## Task statement
In the loan amendment clause below, at least how many calendar days after the Stated Maturity Date must the Subordinated Note's extended Maturity Date fall?

++++ Selection ++++

3.3 DEFAULT REGARDING MATURITY OF SUBORDINATED DEBT (NEW
SECTION 11.1(s)). Section 11.1 shall be amended by inserting the following as a
new Section 11.1(s):
"(s) Borrower has not, by or before thirty (30) calendar days
prior to the then-applicable "Maturity Date" of the
Subordinated Note (as such term is defined in the Subordinated
Note, including any extensions thereof) caused such Maturity
Date to be extended or further extended, as applicable, to a
date that is at least ninety (90) calendar days after the
Stated Maturity Date; provided that the failure to obtain an
extension of the Maturity Date shall not be an Event of
Default if (i) payment by the Borrower of the Subordinated
Note on such Maturity Date would not cause a Default or an
Event of Default to occur, (ii) Borrower's Availability for
each day during the two months preceding the thirtieth
calendar day prior to the Maturity Date was at least
$25,000,000, and (iii) Borrower's Availability for each of the
thirty calendar days prior to the Maturity Date is at least
$25,000,000 (in both (ii) and (iii), with trade payables being
paid currently, and expenses and liabilities being paid in the
ordinary course of business without acceleration of sales)."

++++ Supplied records ++++

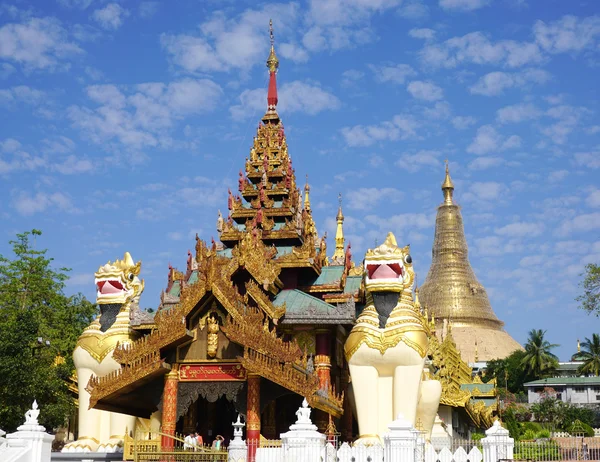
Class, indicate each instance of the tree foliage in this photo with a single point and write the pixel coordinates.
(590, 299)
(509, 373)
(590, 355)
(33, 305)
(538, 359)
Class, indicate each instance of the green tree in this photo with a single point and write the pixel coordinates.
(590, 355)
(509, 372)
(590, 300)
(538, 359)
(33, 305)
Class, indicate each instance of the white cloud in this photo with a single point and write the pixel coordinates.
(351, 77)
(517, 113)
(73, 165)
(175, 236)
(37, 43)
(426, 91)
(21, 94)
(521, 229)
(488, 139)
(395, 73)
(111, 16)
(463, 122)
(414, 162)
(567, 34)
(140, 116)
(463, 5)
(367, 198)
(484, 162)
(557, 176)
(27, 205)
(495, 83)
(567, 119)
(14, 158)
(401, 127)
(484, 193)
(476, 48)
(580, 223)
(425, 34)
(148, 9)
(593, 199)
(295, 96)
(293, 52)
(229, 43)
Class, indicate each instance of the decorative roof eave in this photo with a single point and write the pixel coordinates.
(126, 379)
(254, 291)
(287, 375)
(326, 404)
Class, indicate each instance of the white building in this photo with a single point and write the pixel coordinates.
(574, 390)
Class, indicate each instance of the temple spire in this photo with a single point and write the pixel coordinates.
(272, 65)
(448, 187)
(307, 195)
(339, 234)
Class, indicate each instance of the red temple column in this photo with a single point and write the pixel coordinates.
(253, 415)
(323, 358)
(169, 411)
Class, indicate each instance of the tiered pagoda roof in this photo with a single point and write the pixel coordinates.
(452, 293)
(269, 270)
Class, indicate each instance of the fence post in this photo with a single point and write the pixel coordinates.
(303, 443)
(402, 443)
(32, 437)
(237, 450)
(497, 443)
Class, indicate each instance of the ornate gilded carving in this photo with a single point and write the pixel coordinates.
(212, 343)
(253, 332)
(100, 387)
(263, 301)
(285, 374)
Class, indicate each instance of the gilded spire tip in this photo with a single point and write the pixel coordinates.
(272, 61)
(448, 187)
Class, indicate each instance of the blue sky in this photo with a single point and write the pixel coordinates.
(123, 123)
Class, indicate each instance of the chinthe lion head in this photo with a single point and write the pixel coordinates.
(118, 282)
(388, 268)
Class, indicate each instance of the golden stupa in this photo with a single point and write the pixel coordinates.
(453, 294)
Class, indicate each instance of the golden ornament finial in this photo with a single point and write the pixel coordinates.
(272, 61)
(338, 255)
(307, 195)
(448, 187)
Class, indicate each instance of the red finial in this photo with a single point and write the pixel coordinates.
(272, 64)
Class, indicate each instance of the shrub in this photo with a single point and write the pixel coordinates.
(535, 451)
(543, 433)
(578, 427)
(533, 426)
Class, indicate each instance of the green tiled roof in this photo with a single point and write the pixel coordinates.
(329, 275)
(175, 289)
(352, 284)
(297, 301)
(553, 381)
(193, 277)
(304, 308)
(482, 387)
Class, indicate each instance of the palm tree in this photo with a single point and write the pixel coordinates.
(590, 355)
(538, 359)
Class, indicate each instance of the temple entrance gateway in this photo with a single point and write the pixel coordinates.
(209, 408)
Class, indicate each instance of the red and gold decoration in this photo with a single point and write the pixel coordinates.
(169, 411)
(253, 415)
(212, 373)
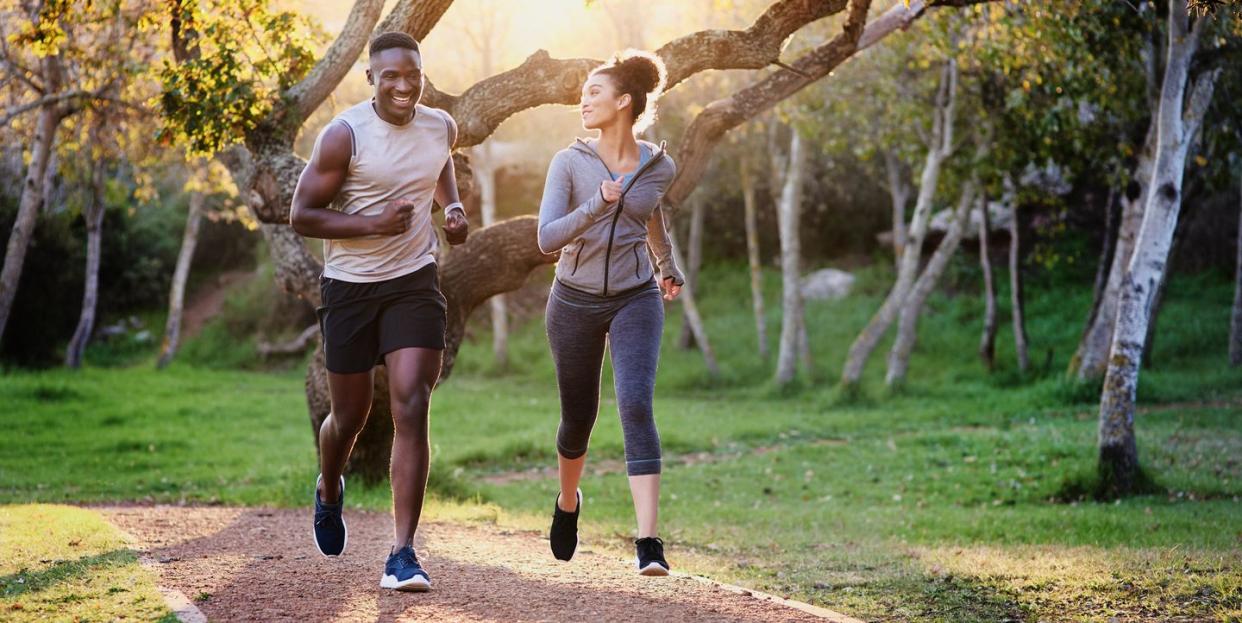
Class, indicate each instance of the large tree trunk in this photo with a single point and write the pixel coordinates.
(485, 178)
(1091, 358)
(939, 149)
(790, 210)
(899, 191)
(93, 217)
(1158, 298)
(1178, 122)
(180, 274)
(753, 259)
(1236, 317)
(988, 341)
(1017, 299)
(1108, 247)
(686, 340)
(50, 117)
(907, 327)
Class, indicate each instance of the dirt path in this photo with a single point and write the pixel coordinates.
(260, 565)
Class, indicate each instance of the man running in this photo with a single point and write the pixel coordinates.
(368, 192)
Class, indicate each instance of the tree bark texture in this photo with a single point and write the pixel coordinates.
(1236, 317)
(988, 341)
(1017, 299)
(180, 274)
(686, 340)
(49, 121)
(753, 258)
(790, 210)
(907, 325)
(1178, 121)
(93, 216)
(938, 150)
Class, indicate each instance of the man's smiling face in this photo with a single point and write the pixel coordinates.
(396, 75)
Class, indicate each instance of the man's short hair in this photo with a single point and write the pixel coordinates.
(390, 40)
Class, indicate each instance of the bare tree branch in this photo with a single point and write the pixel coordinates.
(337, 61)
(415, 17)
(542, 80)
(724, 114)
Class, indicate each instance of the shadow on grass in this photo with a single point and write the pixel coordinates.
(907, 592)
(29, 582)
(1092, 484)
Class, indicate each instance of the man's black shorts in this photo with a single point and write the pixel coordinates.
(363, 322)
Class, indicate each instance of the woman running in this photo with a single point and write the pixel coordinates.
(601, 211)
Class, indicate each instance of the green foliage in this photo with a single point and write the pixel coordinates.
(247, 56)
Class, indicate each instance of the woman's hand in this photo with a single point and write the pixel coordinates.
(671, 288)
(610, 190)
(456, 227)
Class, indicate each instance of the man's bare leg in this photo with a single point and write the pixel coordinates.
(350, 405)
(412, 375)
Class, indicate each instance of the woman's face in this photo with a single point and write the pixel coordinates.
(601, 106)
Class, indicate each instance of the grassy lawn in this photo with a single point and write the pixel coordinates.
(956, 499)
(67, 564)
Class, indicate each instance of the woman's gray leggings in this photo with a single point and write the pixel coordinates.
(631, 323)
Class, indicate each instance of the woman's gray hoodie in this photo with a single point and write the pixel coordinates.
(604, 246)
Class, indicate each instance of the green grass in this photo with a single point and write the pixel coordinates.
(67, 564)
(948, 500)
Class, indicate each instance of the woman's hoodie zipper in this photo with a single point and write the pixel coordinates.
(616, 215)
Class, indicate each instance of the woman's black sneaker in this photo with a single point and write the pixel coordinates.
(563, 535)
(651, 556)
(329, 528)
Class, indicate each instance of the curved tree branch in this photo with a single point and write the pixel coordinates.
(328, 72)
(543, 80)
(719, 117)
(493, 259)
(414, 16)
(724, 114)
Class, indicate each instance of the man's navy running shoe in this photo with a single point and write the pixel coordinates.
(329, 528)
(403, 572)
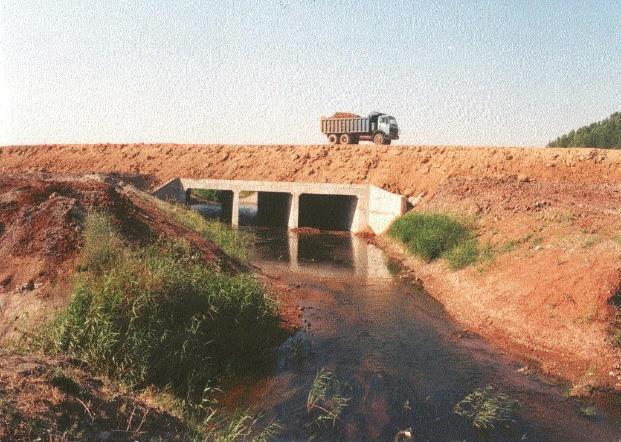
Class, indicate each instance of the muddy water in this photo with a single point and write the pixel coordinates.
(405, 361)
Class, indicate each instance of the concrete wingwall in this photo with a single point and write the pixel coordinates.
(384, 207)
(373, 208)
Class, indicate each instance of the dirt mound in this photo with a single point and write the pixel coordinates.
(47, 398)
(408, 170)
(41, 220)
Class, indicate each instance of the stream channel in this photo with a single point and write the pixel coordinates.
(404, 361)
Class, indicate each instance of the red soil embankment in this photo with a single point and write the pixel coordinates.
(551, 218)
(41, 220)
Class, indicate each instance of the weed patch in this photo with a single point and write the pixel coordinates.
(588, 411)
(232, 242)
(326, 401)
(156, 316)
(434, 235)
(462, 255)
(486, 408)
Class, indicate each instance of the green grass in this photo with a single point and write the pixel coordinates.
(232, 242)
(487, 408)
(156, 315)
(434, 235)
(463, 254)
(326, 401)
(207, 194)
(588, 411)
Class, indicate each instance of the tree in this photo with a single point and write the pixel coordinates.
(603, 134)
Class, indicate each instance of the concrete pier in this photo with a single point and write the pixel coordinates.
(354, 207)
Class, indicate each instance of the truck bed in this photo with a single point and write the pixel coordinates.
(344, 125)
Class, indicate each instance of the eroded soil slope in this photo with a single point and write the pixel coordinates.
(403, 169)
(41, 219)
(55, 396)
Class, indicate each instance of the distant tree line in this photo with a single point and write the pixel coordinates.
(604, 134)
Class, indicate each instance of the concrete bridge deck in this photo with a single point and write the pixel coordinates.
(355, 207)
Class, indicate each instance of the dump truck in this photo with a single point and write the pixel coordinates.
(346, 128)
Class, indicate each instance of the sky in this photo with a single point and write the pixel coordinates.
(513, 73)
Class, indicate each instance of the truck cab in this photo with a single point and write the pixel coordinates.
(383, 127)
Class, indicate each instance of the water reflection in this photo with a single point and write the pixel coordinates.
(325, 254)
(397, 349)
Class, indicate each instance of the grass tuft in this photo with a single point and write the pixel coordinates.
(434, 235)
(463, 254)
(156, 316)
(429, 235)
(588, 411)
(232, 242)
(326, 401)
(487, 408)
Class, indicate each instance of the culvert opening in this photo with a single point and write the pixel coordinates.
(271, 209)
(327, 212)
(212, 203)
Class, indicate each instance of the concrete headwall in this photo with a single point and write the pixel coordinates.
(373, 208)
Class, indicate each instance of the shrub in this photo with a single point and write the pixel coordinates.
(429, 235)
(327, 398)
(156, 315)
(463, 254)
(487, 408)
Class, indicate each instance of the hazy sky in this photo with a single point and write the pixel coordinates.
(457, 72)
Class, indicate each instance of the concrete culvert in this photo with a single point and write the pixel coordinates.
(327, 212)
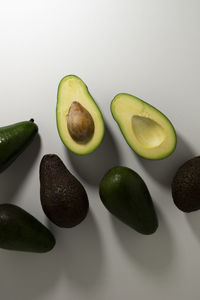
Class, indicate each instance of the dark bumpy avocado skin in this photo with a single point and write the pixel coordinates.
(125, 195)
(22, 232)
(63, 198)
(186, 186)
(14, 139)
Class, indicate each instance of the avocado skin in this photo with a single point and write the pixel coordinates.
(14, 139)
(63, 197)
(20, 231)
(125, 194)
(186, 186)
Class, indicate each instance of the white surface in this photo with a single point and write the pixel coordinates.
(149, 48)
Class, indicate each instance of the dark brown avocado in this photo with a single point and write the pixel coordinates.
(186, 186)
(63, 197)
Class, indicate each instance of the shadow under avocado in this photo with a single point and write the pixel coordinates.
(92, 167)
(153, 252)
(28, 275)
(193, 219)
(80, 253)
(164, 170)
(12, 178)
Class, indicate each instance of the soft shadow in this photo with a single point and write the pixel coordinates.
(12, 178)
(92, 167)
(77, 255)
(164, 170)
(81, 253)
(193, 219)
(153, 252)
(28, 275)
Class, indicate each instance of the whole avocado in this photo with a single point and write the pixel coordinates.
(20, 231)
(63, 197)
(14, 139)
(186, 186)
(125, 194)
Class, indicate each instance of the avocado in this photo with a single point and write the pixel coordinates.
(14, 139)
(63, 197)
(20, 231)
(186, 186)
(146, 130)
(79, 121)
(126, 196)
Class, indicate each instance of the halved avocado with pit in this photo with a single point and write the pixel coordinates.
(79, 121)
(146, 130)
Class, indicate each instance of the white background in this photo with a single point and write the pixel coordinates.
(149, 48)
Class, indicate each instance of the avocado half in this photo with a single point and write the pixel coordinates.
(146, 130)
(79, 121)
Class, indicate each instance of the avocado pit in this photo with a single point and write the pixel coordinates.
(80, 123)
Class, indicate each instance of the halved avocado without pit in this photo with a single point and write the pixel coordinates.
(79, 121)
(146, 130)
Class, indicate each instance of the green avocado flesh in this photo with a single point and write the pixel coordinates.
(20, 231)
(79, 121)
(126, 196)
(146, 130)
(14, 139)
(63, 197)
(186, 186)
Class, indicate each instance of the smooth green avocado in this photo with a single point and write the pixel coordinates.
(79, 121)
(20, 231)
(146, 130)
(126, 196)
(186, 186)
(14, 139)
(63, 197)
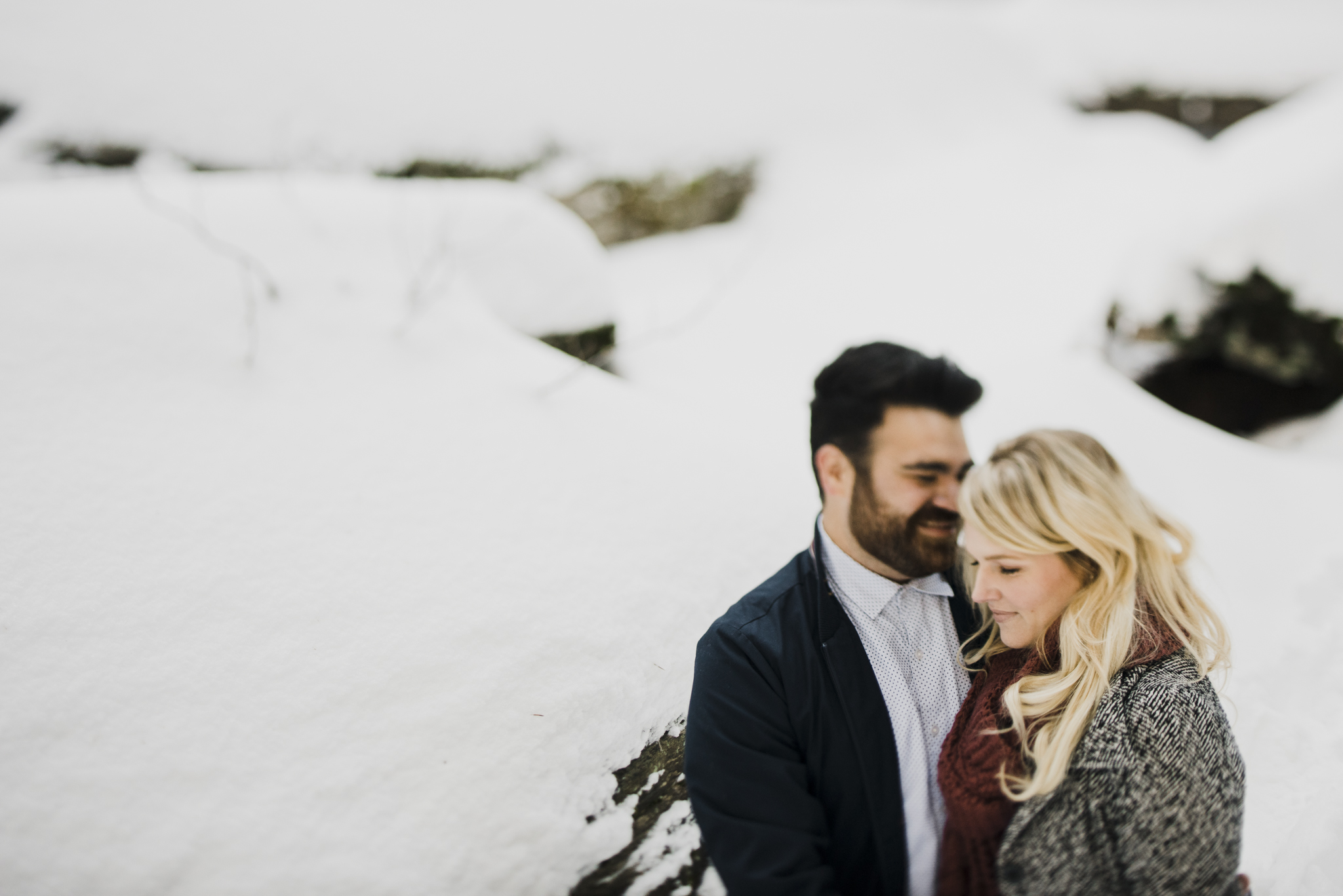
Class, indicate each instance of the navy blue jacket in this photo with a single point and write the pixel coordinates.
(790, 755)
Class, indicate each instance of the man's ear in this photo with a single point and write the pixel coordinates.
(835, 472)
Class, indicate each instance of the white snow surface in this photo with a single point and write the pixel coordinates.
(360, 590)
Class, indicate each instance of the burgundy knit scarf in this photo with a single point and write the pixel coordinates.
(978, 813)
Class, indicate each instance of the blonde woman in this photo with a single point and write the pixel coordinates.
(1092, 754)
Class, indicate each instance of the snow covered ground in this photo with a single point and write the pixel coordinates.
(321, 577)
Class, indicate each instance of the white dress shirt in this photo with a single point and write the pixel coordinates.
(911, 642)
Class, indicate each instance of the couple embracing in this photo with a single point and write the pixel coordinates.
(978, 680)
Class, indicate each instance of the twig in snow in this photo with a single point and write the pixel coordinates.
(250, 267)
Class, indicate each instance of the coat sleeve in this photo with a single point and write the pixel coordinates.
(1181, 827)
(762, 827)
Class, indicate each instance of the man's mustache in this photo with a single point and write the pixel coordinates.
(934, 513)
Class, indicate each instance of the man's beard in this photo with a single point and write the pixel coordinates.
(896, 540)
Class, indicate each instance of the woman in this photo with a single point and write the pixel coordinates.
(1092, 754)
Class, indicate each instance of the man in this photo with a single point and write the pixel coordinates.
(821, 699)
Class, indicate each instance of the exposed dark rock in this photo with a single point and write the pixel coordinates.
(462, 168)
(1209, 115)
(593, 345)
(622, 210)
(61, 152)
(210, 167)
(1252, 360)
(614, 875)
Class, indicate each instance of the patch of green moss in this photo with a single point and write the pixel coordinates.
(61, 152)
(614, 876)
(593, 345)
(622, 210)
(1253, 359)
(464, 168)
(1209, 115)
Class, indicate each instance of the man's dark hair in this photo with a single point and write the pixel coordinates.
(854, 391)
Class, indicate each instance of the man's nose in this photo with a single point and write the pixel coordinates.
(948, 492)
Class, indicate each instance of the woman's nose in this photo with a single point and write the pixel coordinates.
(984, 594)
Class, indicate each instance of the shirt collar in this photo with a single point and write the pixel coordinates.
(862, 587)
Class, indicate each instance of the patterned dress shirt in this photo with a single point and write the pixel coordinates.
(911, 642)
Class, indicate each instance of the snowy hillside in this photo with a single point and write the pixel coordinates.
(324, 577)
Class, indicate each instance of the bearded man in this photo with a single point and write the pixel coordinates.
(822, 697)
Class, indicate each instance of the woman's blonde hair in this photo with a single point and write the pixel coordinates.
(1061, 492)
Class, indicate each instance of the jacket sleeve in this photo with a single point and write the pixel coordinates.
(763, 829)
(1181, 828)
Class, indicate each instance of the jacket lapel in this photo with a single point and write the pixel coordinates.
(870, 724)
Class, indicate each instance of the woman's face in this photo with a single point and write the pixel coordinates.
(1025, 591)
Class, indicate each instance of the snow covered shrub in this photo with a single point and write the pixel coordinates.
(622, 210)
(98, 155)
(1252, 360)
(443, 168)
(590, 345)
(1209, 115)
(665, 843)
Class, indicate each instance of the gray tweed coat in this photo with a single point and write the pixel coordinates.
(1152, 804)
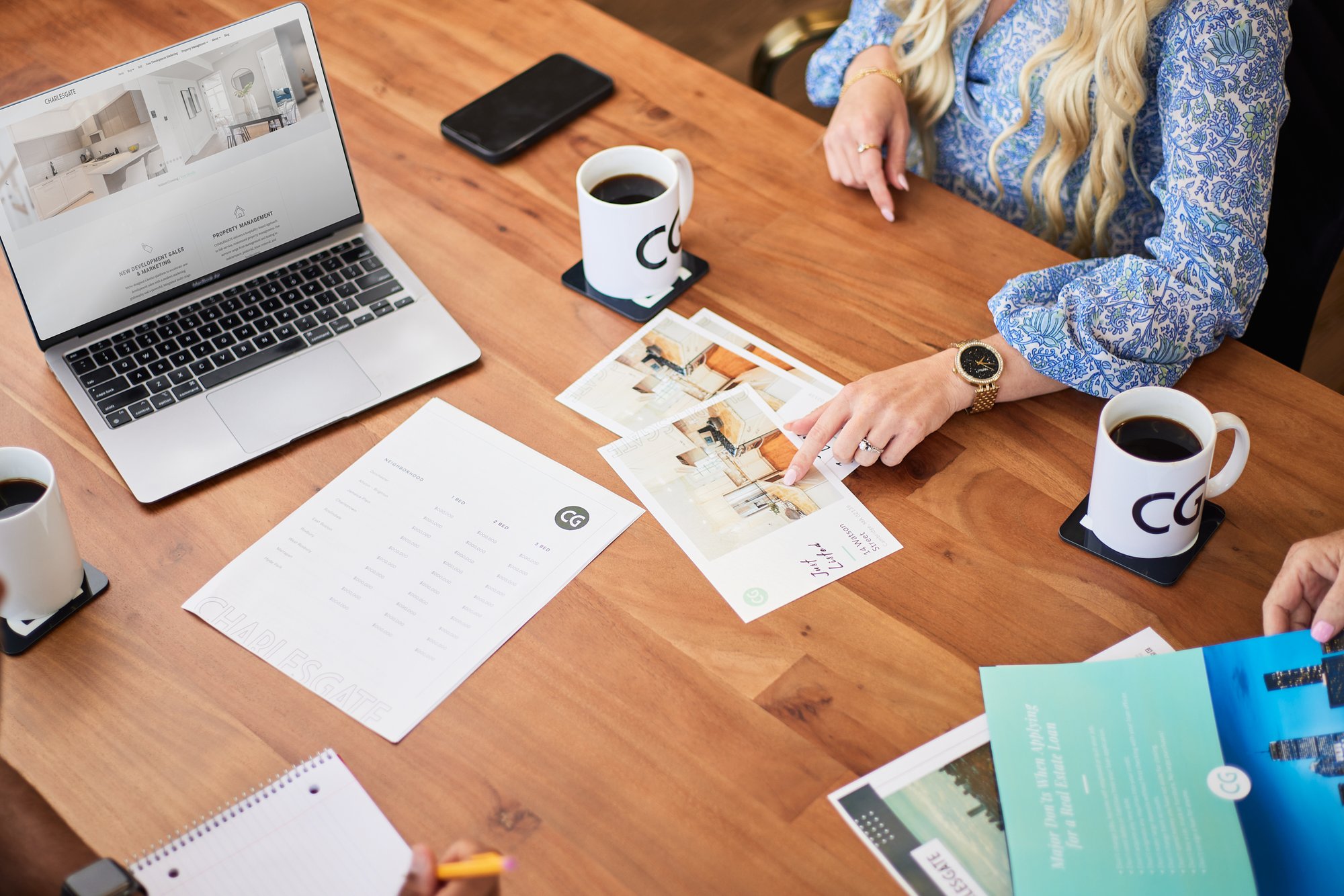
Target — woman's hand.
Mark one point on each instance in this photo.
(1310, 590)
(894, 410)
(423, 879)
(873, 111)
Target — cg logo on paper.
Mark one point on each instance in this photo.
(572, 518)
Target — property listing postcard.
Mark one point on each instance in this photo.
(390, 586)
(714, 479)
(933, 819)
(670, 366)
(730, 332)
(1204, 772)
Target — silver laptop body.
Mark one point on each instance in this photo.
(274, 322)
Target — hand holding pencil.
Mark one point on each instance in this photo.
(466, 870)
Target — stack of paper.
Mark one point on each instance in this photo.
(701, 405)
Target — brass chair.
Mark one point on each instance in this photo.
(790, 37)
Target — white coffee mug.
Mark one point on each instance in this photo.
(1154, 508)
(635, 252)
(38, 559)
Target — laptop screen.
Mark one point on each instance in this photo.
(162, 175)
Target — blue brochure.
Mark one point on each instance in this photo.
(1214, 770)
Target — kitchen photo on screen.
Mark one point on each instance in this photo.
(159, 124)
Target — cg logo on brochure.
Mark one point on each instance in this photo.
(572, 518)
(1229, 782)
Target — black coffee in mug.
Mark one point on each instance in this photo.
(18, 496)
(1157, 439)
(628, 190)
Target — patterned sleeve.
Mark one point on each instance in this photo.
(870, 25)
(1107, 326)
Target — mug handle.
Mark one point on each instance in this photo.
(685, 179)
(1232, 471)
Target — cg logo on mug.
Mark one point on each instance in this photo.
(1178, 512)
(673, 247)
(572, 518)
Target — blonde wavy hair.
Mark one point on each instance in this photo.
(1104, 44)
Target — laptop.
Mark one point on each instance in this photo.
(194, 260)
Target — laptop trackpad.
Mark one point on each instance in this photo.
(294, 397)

++++

## Written response
At least ninety (90) calendar days.